▸ Text segment:
━━━━━━━━━━

1912 Birth of Wernher von Braun

 

Arguably Wernher Magnus Maximilian Freiherr von Braun, more than any other one individual, was responsible for the United States landing a man on the Moon. In his twenties and early thirties he helped design and develop the A-series of experimental rockets, culminating in the A-4 which was better known as the V-2. At the end of the war he surrendered to American troops and was taken to the US where he continued his work, developing several of the rockets which took the USA into the Space Age. Most famously he was chief designer of the Saturn family of launch vehicles, including the Saturn V which carried Apollo to the Moon.

 

 

 
1965 Gemini 3

Crew: Virgil Grissom (CDR); John Young (P)

Splashdown site: 22° 26' N, 70° 51' W (near Grand-Turks-Islands in the Atlantic Ocean)

 

The first manned Gemini flight was highly successful, with the spacecraft achieving several 'firsts'. An hour and a half into the mission the crew fired their thrusters to alter their orbit from 161 by 224km to 158 by 169, the first time a manned spacecraft had changed its orbit - something which would be vital for the lunar landing programme, to enable in-flight rendezvous. During the mission the astronauts carried out three experiments, which all failed to some degree: the lever activating a test of zero gravity on sea urchin eggs broke off when pulled, and a photography experiment was only a partial success because of an improper lens setting. There was a more light-hearted moment when Young suddenly produced a corned beef sandwich from a pocket of his space-suit and both he and Grissom took a bite before stowing it away. Both men were later reprimanded as loose crumbs could have caused problems with the capsule's electronics in microgravity. At the end of the flight the crew attempted to control the trajectory of the capsule through re-entry but it became clear that its 'lift' was less than predicted and they ultimately splashed down 84km short of the target. Perhaps mindful of what happened to Grissom after his first flight, when his Mercury capsule sank, the astronauts decided to keep the hatches closed and spent an uncomfortable half hour before the recovery forces arrived - possibly regretting that corned beef sandwich! Flight time was  4h 53m; three orbits.

━━━━━━━━━━

▸ Data shown:
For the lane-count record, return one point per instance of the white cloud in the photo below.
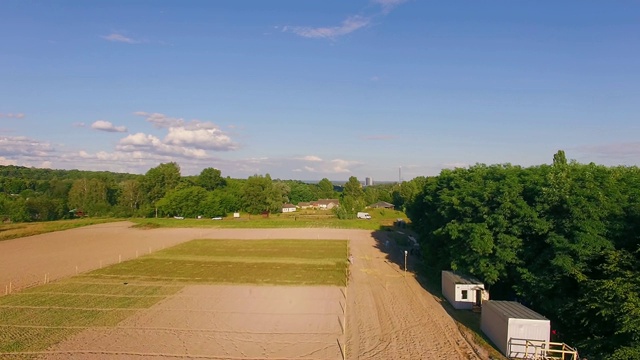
(315, 164)
(195, 133)
(388, 5)
(149, 143)
(349, 25)
(107, 126)
(455, 165)
(310, 158)
(213, 139)
(160, 121)
(116, 37)
(13, 115)
(4, 161)
(23, 146)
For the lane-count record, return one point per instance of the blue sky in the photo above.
(313, 89)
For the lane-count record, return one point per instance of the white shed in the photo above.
(463, 292)
(288, 208)
(510, 324)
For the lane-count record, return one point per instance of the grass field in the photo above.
(34, 319)
(274, 262)
(14, 231)
(317, 219)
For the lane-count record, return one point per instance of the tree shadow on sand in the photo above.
(393, 241)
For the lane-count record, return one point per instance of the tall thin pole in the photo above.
(405, 262)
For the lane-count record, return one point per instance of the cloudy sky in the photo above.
(313, 89)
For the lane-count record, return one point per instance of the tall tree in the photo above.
(130, 196)
(211, 179)
(159, 180)
(325, 189)
(90, 196)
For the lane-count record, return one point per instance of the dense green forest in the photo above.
(29, 194)
(563, 239)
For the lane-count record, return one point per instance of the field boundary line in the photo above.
(160, 329)
(140, 354)
(90, 294)
(67, 308)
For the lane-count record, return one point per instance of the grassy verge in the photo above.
(37, 318)
(275, 262)
(14, 231)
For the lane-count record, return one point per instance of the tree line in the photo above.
(30, 194)
(563, 239)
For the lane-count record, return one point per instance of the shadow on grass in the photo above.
(394, 241)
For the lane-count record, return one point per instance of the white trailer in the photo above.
(463, 292)
(513, 327)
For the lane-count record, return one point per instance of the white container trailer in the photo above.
(510, 325)
(463, 292)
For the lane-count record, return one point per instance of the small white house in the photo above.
(510, 325)
(288, 208)
(463, 292)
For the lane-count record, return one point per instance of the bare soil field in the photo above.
(389, 314)
(223, 322)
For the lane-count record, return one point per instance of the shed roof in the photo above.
(463, 279)
(514, 310)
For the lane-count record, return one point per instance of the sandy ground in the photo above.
(389, 314)
(26, 261)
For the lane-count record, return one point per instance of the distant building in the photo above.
(288, 208)
(325, 204)
(304, 205)
(383, 205)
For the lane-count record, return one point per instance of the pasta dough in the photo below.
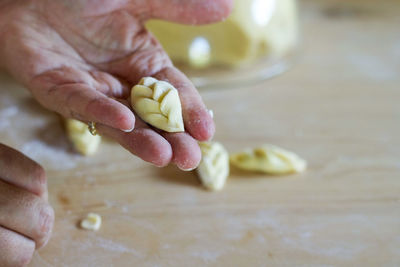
(91, 222)
(83, 141)
(269, 159)
(214, 166)
(264, 28)
(158, 103)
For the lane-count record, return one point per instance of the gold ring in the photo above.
(92, 128)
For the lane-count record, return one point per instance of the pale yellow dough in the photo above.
(255, 29)
(157, 103)
(213, 169)
(269, 159)
(91, 222)
(83, 141)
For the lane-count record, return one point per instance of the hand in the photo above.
(26, 218)
(80, 59)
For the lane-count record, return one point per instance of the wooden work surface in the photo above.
(339, 108)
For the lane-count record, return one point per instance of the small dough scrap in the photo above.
(269, 159)
(213, 169)
(83, 141)
(91, 222)
(157, 103)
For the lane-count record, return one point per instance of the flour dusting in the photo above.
(52, 156)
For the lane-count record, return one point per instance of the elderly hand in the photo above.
(80, 58)
(26, 218)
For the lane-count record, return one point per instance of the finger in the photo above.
(15, 249)
(80, 96)
(21, 171)
(25, 213)
(186, 151)
(142, 142)
(197, 119)
(190, 12)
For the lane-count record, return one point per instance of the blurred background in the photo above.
(336, 103)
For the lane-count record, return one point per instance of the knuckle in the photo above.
(39, 174)
(24, 259)
(45, 225)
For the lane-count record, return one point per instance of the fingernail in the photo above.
(211, 112)
(187, 170)
(130, 130)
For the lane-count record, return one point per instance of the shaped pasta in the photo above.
(213, 169)
(83, 141)
(157, 103)
(269, 159)
(91, 222)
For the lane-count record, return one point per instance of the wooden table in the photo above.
(339, 108)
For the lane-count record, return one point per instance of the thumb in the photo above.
(190, 11)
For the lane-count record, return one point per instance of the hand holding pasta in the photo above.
(82, 140)
(157, 103)
(269, 159)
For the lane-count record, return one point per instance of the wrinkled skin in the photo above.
(26, 218)
(80, 58)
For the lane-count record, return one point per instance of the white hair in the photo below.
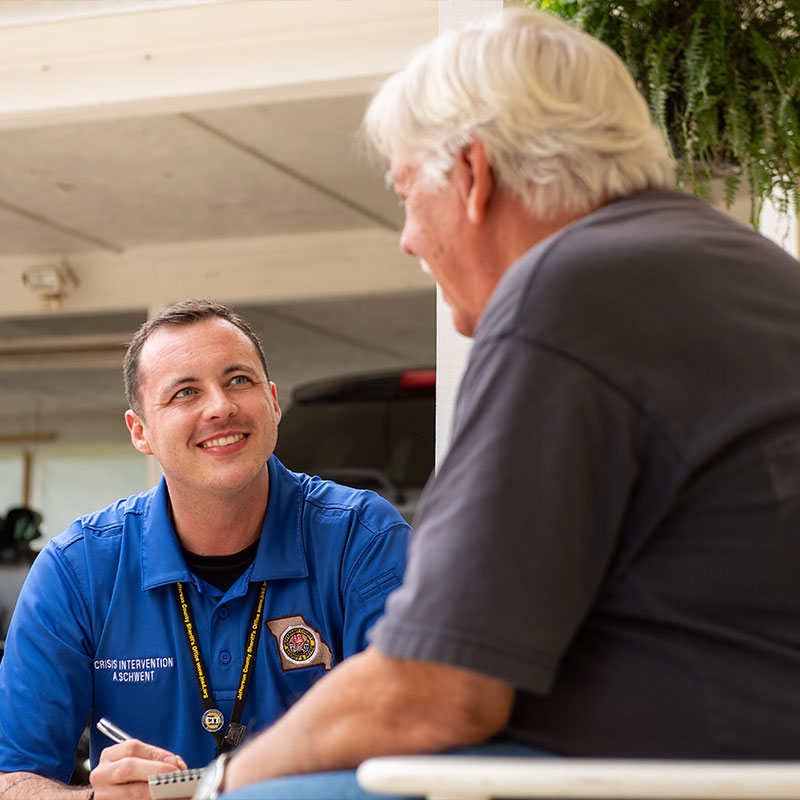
(559, 115)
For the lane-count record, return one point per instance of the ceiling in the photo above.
(269, 205)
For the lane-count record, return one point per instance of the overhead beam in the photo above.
(269, 269)
(194, 57)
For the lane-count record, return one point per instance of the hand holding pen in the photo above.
(124, 767)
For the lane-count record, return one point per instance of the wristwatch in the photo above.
(211, 780)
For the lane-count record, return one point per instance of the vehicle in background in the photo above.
(371, 431)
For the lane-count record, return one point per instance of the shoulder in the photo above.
(104, 524)
(327, 500)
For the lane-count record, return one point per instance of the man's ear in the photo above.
(274, 392)
(138, 436)
(482, 181)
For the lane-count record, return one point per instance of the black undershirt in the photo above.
(221, 571)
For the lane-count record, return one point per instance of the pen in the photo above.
(112, 731)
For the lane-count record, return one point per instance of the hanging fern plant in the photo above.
(721, 77)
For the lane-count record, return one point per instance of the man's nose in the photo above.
(405, 242)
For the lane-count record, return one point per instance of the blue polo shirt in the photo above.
(98, 631)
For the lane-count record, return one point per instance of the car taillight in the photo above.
(417, 378)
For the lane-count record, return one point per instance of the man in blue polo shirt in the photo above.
(197, 612)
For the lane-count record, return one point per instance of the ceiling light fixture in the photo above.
(51, 284)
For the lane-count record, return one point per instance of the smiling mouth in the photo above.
(223, 441)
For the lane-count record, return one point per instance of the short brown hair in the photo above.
(186, 312)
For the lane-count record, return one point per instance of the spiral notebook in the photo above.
(181, 783)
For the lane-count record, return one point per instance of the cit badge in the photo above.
(212, 720)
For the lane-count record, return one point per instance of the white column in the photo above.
(452, 349)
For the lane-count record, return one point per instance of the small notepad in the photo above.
(174, 784)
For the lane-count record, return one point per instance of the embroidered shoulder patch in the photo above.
(298, 643)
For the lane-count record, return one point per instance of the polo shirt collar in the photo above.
(280, 551)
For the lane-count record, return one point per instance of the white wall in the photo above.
(11, 479)
(70, 480)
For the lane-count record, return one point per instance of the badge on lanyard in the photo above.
(212, 720)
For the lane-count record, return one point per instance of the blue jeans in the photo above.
(342, 785)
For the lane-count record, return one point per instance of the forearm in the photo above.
(28, 786)
(374, 705)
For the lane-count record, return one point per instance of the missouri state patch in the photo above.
(298, 643)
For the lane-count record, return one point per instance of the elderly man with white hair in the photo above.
(607, 561)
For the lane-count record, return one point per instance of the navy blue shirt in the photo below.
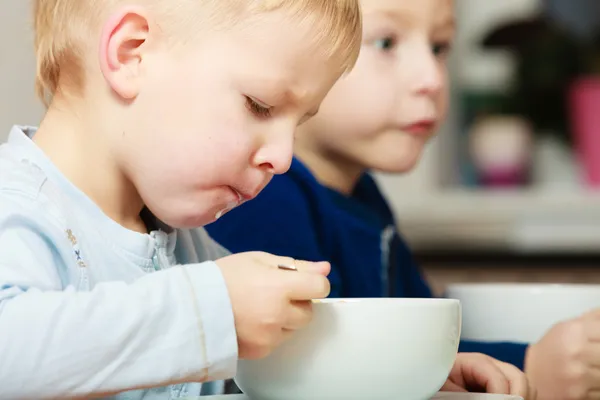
(298, 217)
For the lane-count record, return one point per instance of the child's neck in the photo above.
(83, 157)
(332, 171)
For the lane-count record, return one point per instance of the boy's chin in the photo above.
(401, 164)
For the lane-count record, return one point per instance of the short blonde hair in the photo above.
(62, 29)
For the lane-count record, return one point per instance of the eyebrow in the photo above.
(292, 97)
(446, 24)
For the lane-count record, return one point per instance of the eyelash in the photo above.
(257, 109)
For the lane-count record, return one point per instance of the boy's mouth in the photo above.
(231, 205)
(422, 127)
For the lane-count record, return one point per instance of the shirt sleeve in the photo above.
(169, 326)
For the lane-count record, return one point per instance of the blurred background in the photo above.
(509, 189)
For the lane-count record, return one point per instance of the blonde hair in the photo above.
(62, 29)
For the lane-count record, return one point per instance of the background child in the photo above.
(162, 115)
(380, 117)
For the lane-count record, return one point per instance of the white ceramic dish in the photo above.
(357, 349)
(439, 396)
(519, 312)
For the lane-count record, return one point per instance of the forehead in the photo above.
(275, 50)
(412, 13)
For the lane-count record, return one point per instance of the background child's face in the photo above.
(213, 122)
(383, 113)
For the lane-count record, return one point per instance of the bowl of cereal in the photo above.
(356, 349)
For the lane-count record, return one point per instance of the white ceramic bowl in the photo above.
(519, 312)
(357, 349)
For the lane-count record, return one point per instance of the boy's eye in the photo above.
(385, 44)
(257, 108)
(441, 49)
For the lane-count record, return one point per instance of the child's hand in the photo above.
(480, 373)
(565, 363)
(270, 303)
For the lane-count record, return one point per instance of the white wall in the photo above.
(18, 103)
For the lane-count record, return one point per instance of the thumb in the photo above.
(450, 386)
(320, 267)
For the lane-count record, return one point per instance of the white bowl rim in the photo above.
(534, 287)
(397, 301)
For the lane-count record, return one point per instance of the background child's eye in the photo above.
(258, 109)
(385, 44)
(441, 49)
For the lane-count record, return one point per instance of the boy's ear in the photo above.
(122, 46)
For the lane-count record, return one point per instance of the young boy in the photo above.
(162, 116)
(379, 117)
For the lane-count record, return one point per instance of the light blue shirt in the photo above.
(89, 307)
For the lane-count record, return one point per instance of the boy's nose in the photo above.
(275, 155)
(427, 76)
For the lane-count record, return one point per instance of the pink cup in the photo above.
(584, 104)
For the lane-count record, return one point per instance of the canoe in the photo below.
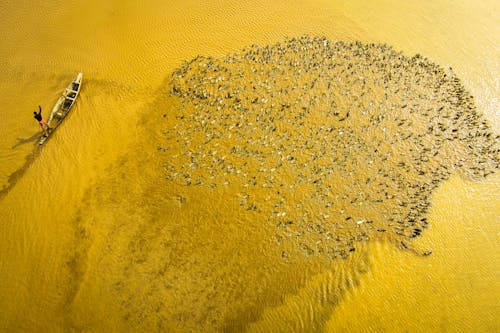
(63, 106)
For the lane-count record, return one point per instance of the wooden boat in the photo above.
(63, 106)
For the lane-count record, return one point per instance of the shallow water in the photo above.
(85, 245)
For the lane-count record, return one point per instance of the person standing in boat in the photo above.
(43, 124)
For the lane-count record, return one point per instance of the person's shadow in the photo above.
(22, 141)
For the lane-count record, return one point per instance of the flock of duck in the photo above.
(334, 142)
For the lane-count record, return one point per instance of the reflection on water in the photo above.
(117, 226)
(336, 143)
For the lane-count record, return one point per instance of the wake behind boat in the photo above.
(63, 106)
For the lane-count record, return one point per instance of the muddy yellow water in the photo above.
(138, 214)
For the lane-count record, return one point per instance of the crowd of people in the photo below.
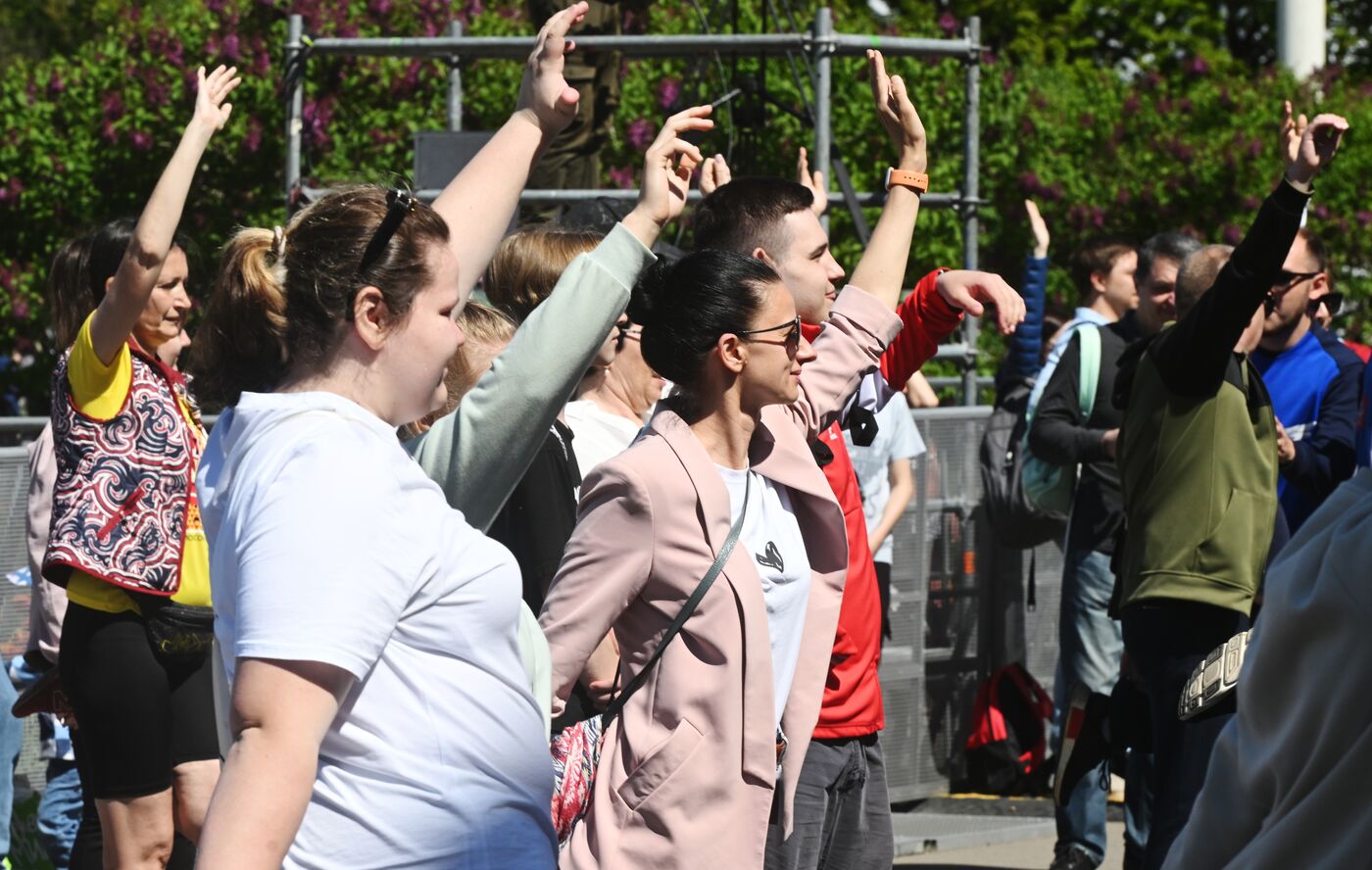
(596, 572)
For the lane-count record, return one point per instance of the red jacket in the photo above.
(853, 694)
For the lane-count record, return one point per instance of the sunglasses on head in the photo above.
(398, 203)
(791, 341)
(1286, 279)
(626, 331)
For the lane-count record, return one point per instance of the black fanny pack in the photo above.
(177, 631)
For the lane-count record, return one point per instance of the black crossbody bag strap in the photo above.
(634, 685)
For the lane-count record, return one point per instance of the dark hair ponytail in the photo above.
(82, 267)
(685, 308)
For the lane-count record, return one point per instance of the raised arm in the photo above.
(1193, 356)
(480, 201)
(882, 266)
(479, 452)
(127, 293)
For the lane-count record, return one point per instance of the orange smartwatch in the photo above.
(916, 181)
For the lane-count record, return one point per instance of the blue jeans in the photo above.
(841, 815)
(59, 812)
(1090, 650)
(11, 737)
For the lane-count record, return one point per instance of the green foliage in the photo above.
(1118, 119)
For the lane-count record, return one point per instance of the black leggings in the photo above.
(139, 714)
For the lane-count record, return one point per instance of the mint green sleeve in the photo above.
(479, 452)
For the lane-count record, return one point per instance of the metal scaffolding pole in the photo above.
(295, 107)
(970, 192)
(455, 81)
(820, 44)
(823, 58)
(645, 45)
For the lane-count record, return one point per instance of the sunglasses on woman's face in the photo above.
(791, 341)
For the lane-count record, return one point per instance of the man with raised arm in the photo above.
(841, 815)
(1198, 466)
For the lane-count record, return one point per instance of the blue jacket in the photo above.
(1316, 387)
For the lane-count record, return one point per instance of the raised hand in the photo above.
(1290, 133)
(1039, 228)
(713, 174)
(667, 168)
(812, 180)
(210, 109)
(971, 291)
(898, 114)
(544, 93)
(1316, 147)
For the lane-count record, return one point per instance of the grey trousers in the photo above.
(841, 811)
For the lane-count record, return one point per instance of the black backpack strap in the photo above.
(617, 704)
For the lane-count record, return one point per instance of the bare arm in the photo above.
(882, 266)
(479, 202)
(281, 711)
(902, 490)
(137, 274)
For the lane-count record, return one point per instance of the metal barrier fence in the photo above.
(957, 609)
(14, 600)
(957, 605)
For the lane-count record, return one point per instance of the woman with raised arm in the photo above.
(380, 711)
(690, 764)
(125, 535)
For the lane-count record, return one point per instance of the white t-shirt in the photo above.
(896, 439)
(772, 537)
(329, 544)
(600, 435)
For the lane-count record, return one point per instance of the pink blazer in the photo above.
(689, 770)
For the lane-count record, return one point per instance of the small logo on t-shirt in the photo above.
(771, 557)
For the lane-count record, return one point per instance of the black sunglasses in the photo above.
(791, 341)
(398, 203)
(624, 332)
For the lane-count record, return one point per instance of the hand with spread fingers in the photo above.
(1314, 146)
(812, 180)
(898, 114)
(210, 109)
(971, 291)
(544, 93)
(667, 169)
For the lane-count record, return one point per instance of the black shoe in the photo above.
(1084, 743)
(1073, 859)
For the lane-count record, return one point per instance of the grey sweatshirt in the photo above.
(1287, 784)
(479, 452)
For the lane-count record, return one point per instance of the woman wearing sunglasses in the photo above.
(381, 715)
(689, 769)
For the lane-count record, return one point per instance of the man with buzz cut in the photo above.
(1198, 469)
(841, 811)
(1314, 382)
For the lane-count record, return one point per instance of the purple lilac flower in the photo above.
(230, 48)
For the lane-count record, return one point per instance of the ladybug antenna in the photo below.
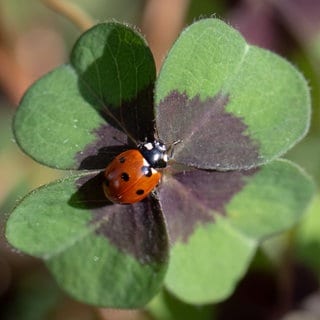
(118, 122)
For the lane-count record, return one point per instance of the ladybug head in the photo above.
(155, 153)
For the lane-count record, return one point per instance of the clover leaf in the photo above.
(229, 108)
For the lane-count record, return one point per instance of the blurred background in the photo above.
(36, 36)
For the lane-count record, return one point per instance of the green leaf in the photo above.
(167, 307)
(233, 105)
(110, 80)
(222, 242)
(307, 242)
(103, 254)
(34, 297)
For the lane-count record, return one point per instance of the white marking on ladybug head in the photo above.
(148, 146)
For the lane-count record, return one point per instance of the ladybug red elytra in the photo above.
(133, 174)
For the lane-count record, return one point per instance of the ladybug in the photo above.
(133, 174)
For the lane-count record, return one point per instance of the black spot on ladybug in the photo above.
(125, 176)
(146, 171)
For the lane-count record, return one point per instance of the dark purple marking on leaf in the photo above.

━━━━━━━━━━

▸ Tasks:
1. According to the space history text, why were Grissom and Young reprimanded after the Gemini 3 flight?
2. Reproduce the space history text word for word, starting at "1912 Birth of" and ending at "to the Moon.".
3. Proceed with the space history text from the point at which it stops.

▸ Responses to the tasks:
1. They were reprimanded because loose crumbs from the corned beef sandwich they had bitten into could have caused problems with the capsule's electronics in microgravity.

2.
1912 Birth of Wernher von Braun

 

Arguably Wernher Magnus Maximilian Freiherr von Braun, more than any other one individual, was responsible for the United States landing a man on the Moon. In his twenties and early thirties he helped design and develop the A-series of experimental rockets, culminating in the A-4 which was better known as the V-2. At the end of the war he surrendered to American troops and was taken to the US where he continued his work, developing several of the rockets which took the USA into the Space Age. Most famously he was chief designer of the Saturn family of launch vehicles, including the Saturn V which carried Apollo to the Moon.

3.
 

 


2001 Mir re-entry

 

After 5,510 days (4,592 of them occupied) and 86,331 orbits, the Mir space station was at last allowed to burn up in the atmosphere. Its last residents were Sergei Zalyotin and Aleksandr Kaleri of Soyuz TM-30, a privately-funded mission intended to carry out the repairs needed to prove the station was still safe to occupy in the hope that it could be sold to a private investor - possibly for use as an orbital film set. However Russia was committed to the ISS project and had no further funding to support Mir, and the decision was taken to bring it down.

 

Mir's deorbit was carried out in three stages. The first involved waiting for atmospheric drag to reduce its orbit to an average of 220km. This began with the docking of Progress M1-5, a modified version of the Progress-M carrying 2.5 times more fuel in place of supplies. The second stage was the transfer of the station into a 165 by 220km orbit, achieved with two burns of Progress M1-5's control engines at 00:32 UTC and 02:01 UTC on 23 March. After a two-orbit pause, the third and final stage of the deorbit began with the burn of Progress M1-5's control engines and main engine at 05:08 UTC, lasting more than 22 minutes. Atmospheric reentry (arbitrarily defined beginning at 100km) occurred at 05:44 UTC near Nadi, Fiji. Major destruction of the station began around 05:52 UTC and most of the unburned fragments fell into the South Pacific Ocean around 06:00 UTC.

 

Throughout all of this the Russians had a Soyuz crew on standby to deal with any problems that might have cropped up: Gennadi Padalka and Nikolai Budarin were selected but they were not needed.